##### PAGE EXTRACT
Fulfilled goal: $a = b = q = \ \mbox{prime power}$. $\mathcal{H}$ will be the set of all degree $k-1$ polynomials in $\mathbb{F}_q[x]$
We will show that this is a $k$-wise independent family.
\begin{claim}
$\mathcal{H}_{\mbox{poly}-k}$ is a $k$-wise family.
\end{claim}
\begin{proof}
Lagrange interpolation. If we know $i_1,...,i_k$ and $j_1,...,j_k$ and that no $i$'s repeat, it follows
\[p(x) = \sum_{r=1}^k \left(\frac{\prod_{y=1; y\ne r}^k x-x_y}{\prod_{y=1;y\ne r}^k x_r - x_y}\right) \cdot j_r\]
satisfies
\[\forall r\ p(i_r) = j_r\]
and this polynomial is unique since $\mathbb{F}_q$ is a field. It follows that
$|\mathcal{H}_{\mbox{poly}-k}| = q^k \Rightarrow h \in \mathcal{H}_{\mbox{poly}-k}$ representable using $k\log q$ bits
\end{proof}
This raises a new algorithm we can consider.
\begin{enumerate}
\item Assume we know $t$ (the answer) up to some constant factor $c$
\item Pick $h:[n] \rightarrow [n]$ from a $2$-wise family
\item We will imagine there are $\log_2n$ different streams and we put i in stream lsb$(h(i))$ (where lsb stands for least significant bit)
##########
##### INFORMATION PROVIDED
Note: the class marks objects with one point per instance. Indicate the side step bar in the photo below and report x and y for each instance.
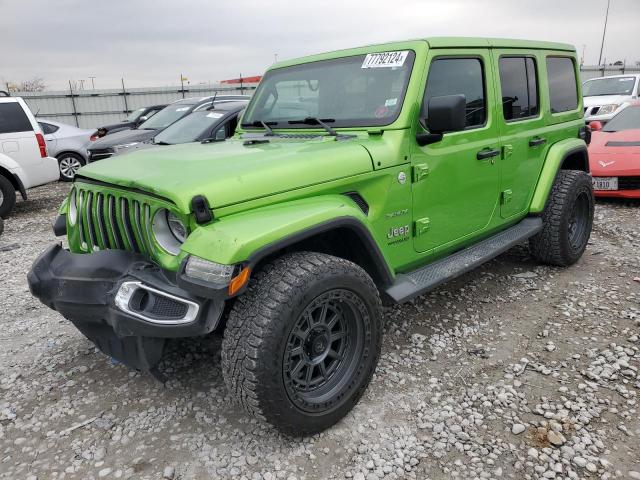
##########
YOUR TASK >>
Rewrite the notes on k-wise independent families between "Fulfilled goal: $a" and "a $k$-wise independent family.", inclusive, substituting "collection" for "family".

SOLUTION TO THE PROBLEM >>
Fulfilled goal: $a = b = q = \ \mbox{prime power}$. $\mathcal{H}$ will be the set of all degree $k-1$ polynomials in $\mathbb{F}_q[x]$
We will show that this is a $k$-wise independent collection.